-- BEGIN INFORMATION SUPPLIED --

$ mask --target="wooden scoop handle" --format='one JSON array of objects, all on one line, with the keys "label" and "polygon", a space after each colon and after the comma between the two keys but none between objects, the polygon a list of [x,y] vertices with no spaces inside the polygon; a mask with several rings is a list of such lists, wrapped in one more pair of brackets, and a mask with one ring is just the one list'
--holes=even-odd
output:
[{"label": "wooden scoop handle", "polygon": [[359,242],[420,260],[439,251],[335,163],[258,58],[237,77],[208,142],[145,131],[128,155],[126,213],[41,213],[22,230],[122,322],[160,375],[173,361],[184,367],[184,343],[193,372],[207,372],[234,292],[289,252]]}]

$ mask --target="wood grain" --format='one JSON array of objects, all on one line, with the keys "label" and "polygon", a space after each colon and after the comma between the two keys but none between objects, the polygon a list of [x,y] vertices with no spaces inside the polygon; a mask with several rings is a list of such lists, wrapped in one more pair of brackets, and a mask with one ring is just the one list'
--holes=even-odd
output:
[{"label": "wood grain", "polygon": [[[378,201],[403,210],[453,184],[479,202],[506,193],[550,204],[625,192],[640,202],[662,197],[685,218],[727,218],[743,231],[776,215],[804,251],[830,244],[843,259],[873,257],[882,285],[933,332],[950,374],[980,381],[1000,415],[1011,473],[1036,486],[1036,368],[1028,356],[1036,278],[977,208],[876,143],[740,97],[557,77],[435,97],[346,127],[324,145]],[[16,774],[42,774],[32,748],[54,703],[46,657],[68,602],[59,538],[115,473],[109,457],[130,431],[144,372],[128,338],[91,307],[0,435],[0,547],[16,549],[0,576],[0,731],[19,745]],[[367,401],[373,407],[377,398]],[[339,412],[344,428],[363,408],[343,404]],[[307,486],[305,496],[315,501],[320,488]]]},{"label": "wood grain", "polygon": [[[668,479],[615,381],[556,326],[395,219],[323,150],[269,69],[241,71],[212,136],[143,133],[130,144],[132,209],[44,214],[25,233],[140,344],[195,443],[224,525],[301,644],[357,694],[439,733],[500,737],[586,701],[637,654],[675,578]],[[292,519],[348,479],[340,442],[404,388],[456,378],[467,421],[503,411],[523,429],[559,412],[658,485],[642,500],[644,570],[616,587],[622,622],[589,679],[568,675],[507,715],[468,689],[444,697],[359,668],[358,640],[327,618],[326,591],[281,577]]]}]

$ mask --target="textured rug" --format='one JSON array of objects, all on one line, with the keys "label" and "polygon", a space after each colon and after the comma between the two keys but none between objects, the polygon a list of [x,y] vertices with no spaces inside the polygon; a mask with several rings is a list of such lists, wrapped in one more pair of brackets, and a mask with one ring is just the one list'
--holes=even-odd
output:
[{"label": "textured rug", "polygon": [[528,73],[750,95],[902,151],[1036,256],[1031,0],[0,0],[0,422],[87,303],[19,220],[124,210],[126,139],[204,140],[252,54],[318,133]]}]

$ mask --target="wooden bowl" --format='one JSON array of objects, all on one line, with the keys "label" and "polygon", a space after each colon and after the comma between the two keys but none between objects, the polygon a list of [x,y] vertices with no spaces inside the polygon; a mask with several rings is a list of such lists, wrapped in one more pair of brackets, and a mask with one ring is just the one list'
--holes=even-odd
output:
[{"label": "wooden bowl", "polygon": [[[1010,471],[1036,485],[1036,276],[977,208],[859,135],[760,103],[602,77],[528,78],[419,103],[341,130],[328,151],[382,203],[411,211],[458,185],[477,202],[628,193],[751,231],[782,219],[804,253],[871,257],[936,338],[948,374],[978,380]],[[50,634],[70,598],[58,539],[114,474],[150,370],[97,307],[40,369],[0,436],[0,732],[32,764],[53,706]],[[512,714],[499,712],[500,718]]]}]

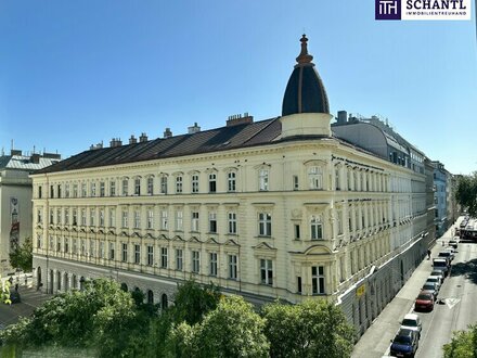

-- END INFORMATION SUPPLIED --

WORK TO COMPLETE -> Find every line in the data above that contains the string "scoop", and copy each of those lines in full. Case counts.

SOLUTION ->
$ mask --target="wooden scoop handle" --format='one JSON array of objects, all on one line, with the keys "label" and "polygon", a space after each colon and after the comma between the two keys but none between objects, the polygon a list of [x,y] vertices with no spaces inside the polygon; a mask with several rings is a list of such lists, wrapped in one more pair of brackets, and a mask with one ring is just the one list'
[{"label": "wooden scoop handle", "polygon": [[359,242],[420,260],[439,251],[335,163],[258,58],[237,77],[208,142],[145,131],[128,155],[126,213],[41,213],[22,230],[122,322],[160,375],[173,361],[184,367],[184,343],[193,372],[207,372],[234,292],[289,252]]}]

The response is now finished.